=== Aim of the task ===
Reproduce every one of the records below with "Marked at" replaced by "Located at" and everything else unchanged. Omit the pictures.
— start of Information provided —
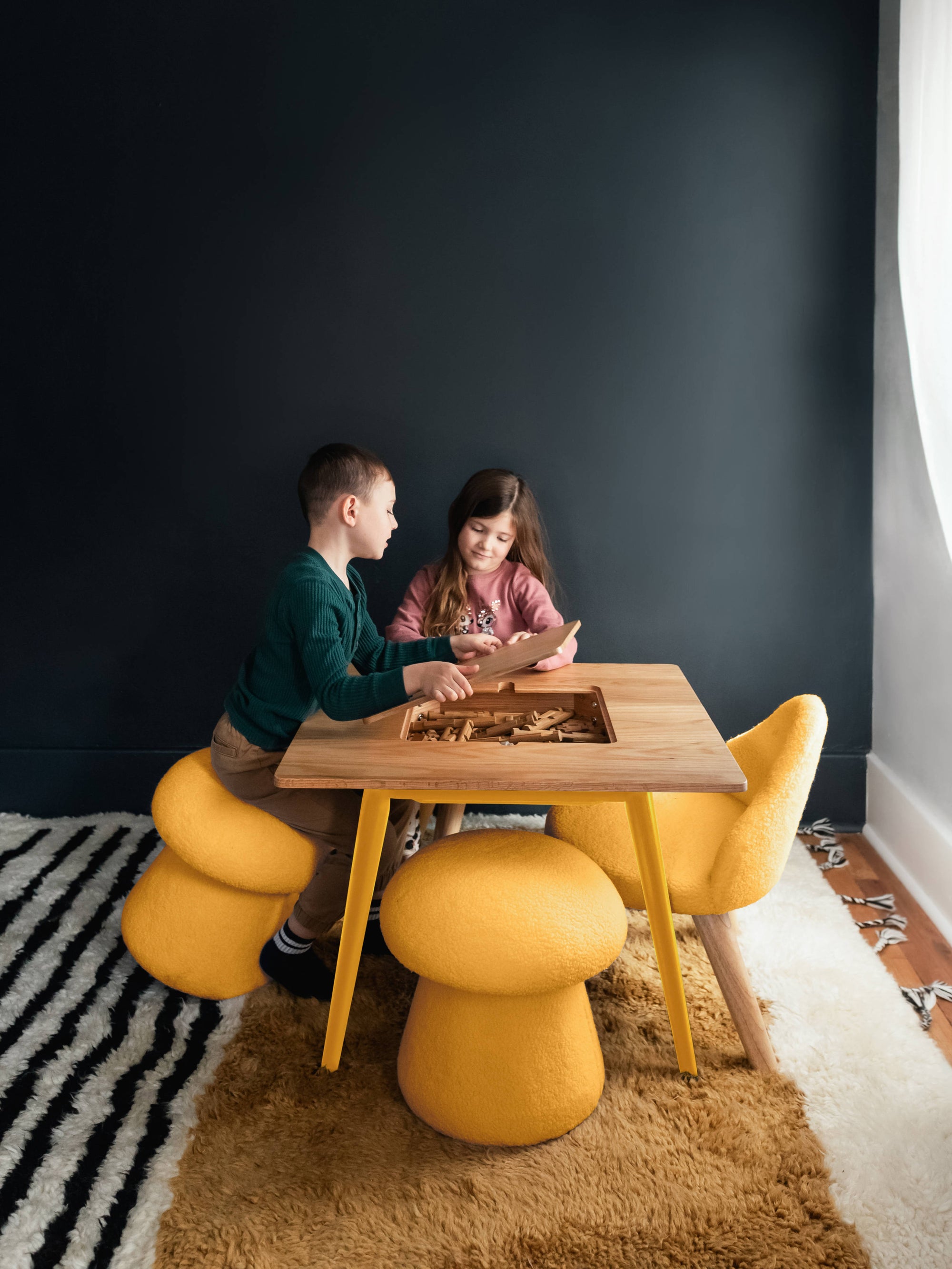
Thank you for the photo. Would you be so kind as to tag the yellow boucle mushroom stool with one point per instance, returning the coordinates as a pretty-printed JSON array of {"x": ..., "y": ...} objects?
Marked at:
[
  {"x": 200, "y": 915},
  {"x": 722, "y": 851},
  {"x": 503, "y": 928}
]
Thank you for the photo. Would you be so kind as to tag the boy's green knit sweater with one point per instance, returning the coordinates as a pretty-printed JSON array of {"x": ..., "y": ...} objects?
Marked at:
[{"x": 314, "y": 626}]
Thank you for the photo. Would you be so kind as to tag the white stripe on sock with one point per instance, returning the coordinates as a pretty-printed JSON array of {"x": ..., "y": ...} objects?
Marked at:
[{"x": 284, "y": 944}]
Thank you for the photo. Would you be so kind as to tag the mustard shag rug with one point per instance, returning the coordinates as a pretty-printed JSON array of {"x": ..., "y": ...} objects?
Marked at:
[{"x": 291, "y": 1168}]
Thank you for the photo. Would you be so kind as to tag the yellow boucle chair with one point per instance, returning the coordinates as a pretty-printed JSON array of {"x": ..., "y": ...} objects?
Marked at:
[
  {"x": 503, "y": 928},
  {"x": 200, "y": 915},
  {"x": 722, "y": 851}
]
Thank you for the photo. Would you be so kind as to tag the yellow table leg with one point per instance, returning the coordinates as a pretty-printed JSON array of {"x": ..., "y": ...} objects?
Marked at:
[
  {"x": 371, "y": 828},
  {"x": 654, "y": 883}
]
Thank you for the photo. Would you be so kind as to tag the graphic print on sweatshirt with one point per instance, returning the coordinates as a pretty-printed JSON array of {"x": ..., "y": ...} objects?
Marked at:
[{"x": 486, "y": 620}]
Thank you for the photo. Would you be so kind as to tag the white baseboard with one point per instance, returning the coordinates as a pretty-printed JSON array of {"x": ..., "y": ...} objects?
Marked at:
[{"x": 913, "y": 841}]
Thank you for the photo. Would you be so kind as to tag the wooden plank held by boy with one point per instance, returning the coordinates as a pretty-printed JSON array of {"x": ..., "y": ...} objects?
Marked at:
[{"x": 507, "y": 660}]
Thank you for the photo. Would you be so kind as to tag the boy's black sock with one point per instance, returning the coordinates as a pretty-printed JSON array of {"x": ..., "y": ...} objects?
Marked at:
[
  {"x": 290, "y": 961},
  {"x": 374, "y": 942}
]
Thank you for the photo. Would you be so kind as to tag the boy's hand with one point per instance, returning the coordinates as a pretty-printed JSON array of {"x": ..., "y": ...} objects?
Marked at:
[
  {"x": 438, "y": 679},
  {"x": 466, "y": 646}
]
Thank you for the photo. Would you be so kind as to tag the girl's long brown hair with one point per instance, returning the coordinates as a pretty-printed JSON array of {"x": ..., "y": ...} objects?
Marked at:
[{"x": 486, "y": 496}]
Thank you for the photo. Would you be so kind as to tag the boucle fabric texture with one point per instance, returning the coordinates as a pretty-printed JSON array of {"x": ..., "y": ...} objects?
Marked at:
[
  {"x": 224, "y": 838},
  {"x": 503, "y": 912},
  {"x": 294, "y": 1167},
  {"x": 722, "y": 851}
]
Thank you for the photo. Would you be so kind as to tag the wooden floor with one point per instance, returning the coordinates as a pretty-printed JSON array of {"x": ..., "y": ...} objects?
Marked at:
[{"x": 926, "y": 957}]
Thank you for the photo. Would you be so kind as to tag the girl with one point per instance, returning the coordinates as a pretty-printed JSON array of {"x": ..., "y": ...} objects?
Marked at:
[{"x": 494, "y": 575}]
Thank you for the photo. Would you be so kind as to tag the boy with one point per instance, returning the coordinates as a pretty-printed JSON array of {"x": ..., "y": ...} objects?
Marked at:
[{"x": 315, "y": 624}]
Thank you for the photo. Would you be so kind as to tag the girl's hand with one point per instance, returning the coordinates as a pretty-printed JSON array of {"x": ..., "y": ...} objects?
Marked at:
[
  {"x": 438, "y": 679},
  {"x": 466, "y": 646}
]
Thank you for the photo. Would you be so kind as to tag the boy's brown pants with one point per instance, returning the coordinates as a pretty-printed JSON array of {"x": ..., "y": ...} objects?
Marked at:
[{"x": 327, "y": 816}]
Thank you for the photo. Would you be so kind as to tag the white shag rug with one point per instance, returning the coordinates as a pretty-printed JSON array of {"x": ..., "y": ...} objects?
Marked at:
[{"x": 878, "y": 1092}]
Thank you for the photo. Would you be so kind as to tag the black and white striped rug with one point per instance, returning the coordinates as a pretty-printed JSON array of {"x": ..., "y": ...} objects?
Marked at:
[{"x": 99, "y": 1065}]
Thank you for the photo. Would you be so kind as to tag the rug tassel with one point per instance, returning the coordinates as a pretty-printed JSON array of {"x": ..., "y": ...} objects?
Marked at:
[
  {"x": 923, "y": 999},
  {"x": 888, "y": 938},
  {"x": 823, "y": 829},
  {"x": 884, "y": 902},
  {"x": 894, "y": 922}
]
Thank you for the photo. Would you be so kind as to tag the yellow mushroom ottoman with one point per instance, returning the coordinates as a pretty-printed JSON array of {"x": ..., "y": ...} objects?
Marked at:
[
  {"x": 503, "y": 928},
  {"x": 228, "y": 879}
]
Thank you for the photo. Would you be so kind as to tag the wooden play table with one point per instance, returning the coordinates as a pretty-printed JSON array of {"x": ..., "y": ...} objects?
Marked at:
[{"x": 662, "y": 740}]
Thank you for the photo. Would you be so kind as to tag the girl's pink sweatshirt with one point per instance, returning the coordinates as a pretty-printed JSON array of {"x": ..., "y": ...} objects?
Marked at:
[{"x": 501, "y": 603}]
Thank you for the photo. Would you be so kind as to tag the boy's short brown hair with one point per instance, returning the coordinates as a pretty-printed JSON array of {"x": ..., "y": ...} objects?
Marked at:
[{"x": 336, "y": 470}]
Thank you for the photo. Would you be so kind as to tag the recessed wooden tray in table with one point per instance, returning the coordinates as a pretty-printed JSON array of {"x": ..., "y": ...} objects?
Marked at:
[{"x": 661, "y": 739}]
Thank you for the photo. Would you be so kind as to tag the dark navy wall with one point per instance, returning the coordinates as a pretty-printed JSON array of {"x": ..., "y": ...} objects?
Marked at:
[{"x": 624, "y": 248}]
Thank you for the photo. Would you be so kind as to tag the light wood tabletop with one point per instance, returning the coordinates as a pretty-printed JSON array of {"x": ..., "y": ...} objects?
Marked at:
[
  {"x": 662, "y": 740},
  {"x": 659, "y": 739}
]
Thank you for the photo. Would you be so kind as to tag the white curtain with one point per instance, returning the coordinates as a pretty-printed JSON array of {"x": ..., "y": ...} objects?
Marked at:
[{"x": 926, "y": 229}]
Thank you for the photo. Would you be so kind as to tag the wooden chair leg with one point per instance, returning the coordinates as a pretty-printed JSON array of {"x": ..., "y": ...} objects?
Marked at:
[
  {"x": 720, "y": 942},
  {"x": 450, "y": 818}
]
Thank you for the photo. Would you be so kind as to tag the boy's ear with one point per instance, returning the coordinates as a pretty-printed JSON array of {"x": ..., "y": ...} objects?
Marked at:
[{"x": 348, "y": 509}]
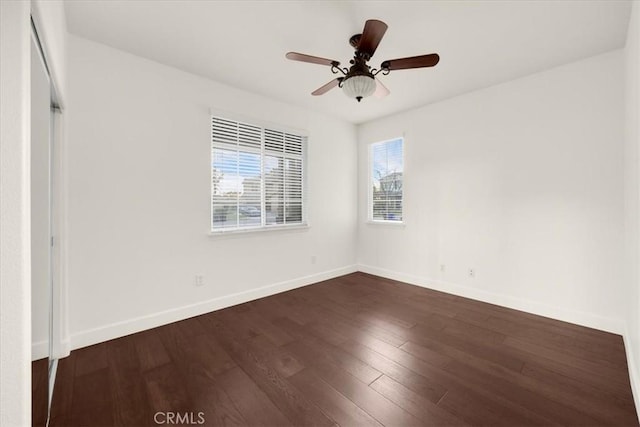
— end of Information provided —
=== Complete answer ===
Thank you for the photo. Would you be so kind as to tag the yellow boucle mushroom stool with one point per instance, returning the coordinates as a pretty-printed JSON array of {"x": ..., "y": ...} objects?
Located at:
[
  {"x": 200, "y": 915},
  {"x": 722, "y": 851},
  {"x": 503, "y": 928}
]
Thank you for the photo. Would you be so kind as to tag the boy's green knit sweater with one point per instance, returning the coordinates as a pretty-printed JSON array of {"x": ..., "y": ...} objects?
Located at:
[{"x": 314, "y": 626}]
Thank you for the photo. Would you be so kind as to tag the white stripe on sock with one point per instance, returning the coordinates as a pretty-printed JSON array of {"x": ..., "y": ...} objects?
Located at:
[{"x": 284, "y": 944}]
Thank you for the photo. Would you be so kind as to tag the mustard shag rug with one point per instance, returning the coordinates as a pretty-printed JSON array of {"x": ..., "y": ...} objects?
Located at:
[{"x": 291, "y": 1168}]
Thank you for the photo. Would you be so kind as to tag the yellow boucle chair with one point per instance, returning the coordinates as a pretty-printed JSON array of {"x": ..., "y": ...} objects?
Located at:
[
  {"x": 503, "y": 928},
  {"x": 200, "y": 915},
  {"x": 722, "y": 851}
]
Thank you for the photo. Would you be so kind as to tag the yellow table leg with one point per instance, returning the coordinates as a pretty-printed JSON array of {"x": ..., "y": ...} objects?
Located at:
[
  {"x": 371, "y": 828},
  {"x": 654, "y": 883}
]
Thank you for the photo. Would you be so kind as to tag the graphic print on sweatshirt with one point per instance, returning the coordinates as a pretty-printed JSON array of {"x": ..., "y": ...} objects?
Located at:
[{"x": 486, "y": 620}]
Thank you for the photo. Would you be so kind as to tag the white baseboard with one point per instance, returning the coordinates as a pretty-printed JSON array of {"x": ..., "y": ...} objects?
Located at:
[{"x": 913, "y": 841}]
Thank you for the photo. Would you be so kind as to tag the wooden plank held by boy with one point per instance, returning the coordinates as a pretty-printed JSON array of {"x": ..., "y": ...} objects?
Located at:
[{"x": 507, "y": 660}]
Thank you for the photo. Would you be so kind as to tag the boy's black sock with one point per instance, returning the coordinates as a pretty-printed JSON array of {"x": ..., "y": ...} objects?
Located at:
[
  {"x": 290, "y": 961},
  {"x": 374, "y": 942}
]
Thank you for the photo. Would you be so kind as to tag the boy's hand with one point per instance, returning the coordinates as a pretty-printed JSON array of {"x": ..., "y": ...} objects?
Located at:
[
  {"x": 438, "y": 679},
  {"x": 466, "y": 646}
]
Thank you for the photo. Would you be so kind as to tag the girl's long brown hair with one point per instance, returning the coordinates as a pretty-printed JSON array of {"x": ..., "y": ...} objects?
Located at:
[{"x": 486, "y": 496}]
Thank you for the photo. Would you be so kind as to tag the boucle fabric texture with one point per instance, returning the coordinates as a pretty-printed JSON array of {"x": ..., "y": ...} objects?
Located at:
[
  {"x": 224, "y": 838},
  {"x": 503, "y": 912},
  {"x": 294, "y": 1167},
  {"x": 722, "y": 851}
]
Thank you for the photo. Would you be so kind as to tag the wooden floor with one point per instance, returning the coordinates as a pretty-printed JSON array of {"x": ..., "y": ...} objects?
Located at:
[{"x": 926, "y": 957}]
Thank you for the photo. Would you be so kind as to tag the girl with one point per instance, returning the coordinates as a pretty-printed JSON array of {"x": ..., "y": ...} objects?
Located at:
[{"x": 494, "y": 575}]
Thank you for the photo. Would you be so kind as to tag the boy with one point per instance, returning the coordinates as a pretty-printed JSON array of {"x": ..., "y": ...} objects?
Located at:
[{"x": 315, "y": 624}]
Thank you for the photo. Would you be so kind as to tag the girl's hand with one point per instance, returning the coordinates as a pretty-printed JSON array of {"x": ..., "y": ...} objects?
Located at:
[
  {"x": 438, "y": 679},
  {"x": 466, "y": 646}
]
Thank you for the photo. Would you be so kind as to tag the boy's brown pants with one point per instance, returning the coordinates as a pretty-printed JSON array of {"x": ..., "y": ...} objects?
Located at:
[{"x": 327, "y": 816}]
Thank you for the photo. Would you be so kind as to tag the white shag rug with one point per instance, returning the coordinates as a pretty-printed JSON array of {"x": ..., "y": ...} objects?
Located at:
[{"x": 878, "y": 1092}]
Thank you for the photo. Would you be so kind as to tag the black and white striped rug with one point per instance, returning the coordinates as a pretty-printed JSON array of {"x": ..., "y": ...} objects?
Located at:
[{"x": 99, "y": 1065}]
Thank you for the photo. Would you be so kind as to tag the rug tassel with one point per instance, returning the coordinates as a pretty-printed JSON array of {"x": ..., "y": ...} objects?
Located at:
[
  {"x": 923, "y": 999},
  {"x": 888, "y": 938},
  {"x": 823, "y": 829},
  {"x": 884, "y": 902},
  {"x": 894, "y": 922}
]
Thank you for the photo. Would you be so kind as to tag the yellow mushroom ottoman with one point per instance, returning the coordinates as a pretty-printed JSON array of {"x": ..., "y": ...} objects?
Located at:
[
  {"x": 503, "y": 928},
  {"x": 228, "y": 879}
]
Thank you for the photo. Would you be so kind as to tag the wooden play table with one point per instance, returning the coordinates as a pretty-printed JSON array of {"x": ..., "y": ...} objects?
Located at:
[{"x": 662, "y": 740}]
Thank you for the photo. Would you be so kind as to tag the girl's pink sweatshirt with one point per instance, returning the coordinates as a pretty-printed JSON array of {"x": ..., "y": ...} objects?
Located at:
[{"x": 501, "y": 603}]
Thank you for the photo. Would you be so kind as to tag the boy's short brown hair with one point per instance, returning the coordinates as a pretty-printed JSON array of {"x": ..., "y": ...} objects?
Located at:
[{"x": 336, "y": 470}]
Thank you for the photo. Would you be so kind as to tag the recessed wooden tray in table with one point per instance, returning the coordinates as a pretty-printed JSON array of {"x": ..., "y": ...} objects?
Located at:
[{"x": 661, "y": 739}]
Thank you for the photo. Would you be so kind as to tag the dark navy wall with one point per instance, returning the coordinates as a pretty-printed JSON array of {"x": ..., "y": ...} objects?
Located at:
[{"x": 624, "y": 248}]
Thank you for the photo. Would you be so kind as to tag the light wood tabletop with one point per instance, returning the coordinates as a pretty-printed JSON array of {"x": ..., "y": ...} objects?
Located at:
[
  {"x": 662, "y": 740},
  {"x": 659, "y": 739}
]
Thank you for the photo. Would you be so kind as to tag the white curtain with one point per instance, returning the coordinates as a pretty-printed JSON array of {"x": ..., "y": ...} objects?
Located at:
[{"x": 926, "y": 229}]
Thank you for the photo. Would you be so kind as to tag the wooden chair leg with one point per instance, returning the coordinates as a pretty-printed JSON array of {"x": ..., "y": ...} objects?
Located at:
[
  {"x": 720, "y": 942},
  {"x": 450, "y": 818}
]
Thank you for the photo. Would you be so kind as to tag the boy's ear with one point per instance, returning the coordinates as a pretty-printed JSON array of {"x": ..., "y": ...} objects?
Located at:
[{"x": 348, "y": 509}]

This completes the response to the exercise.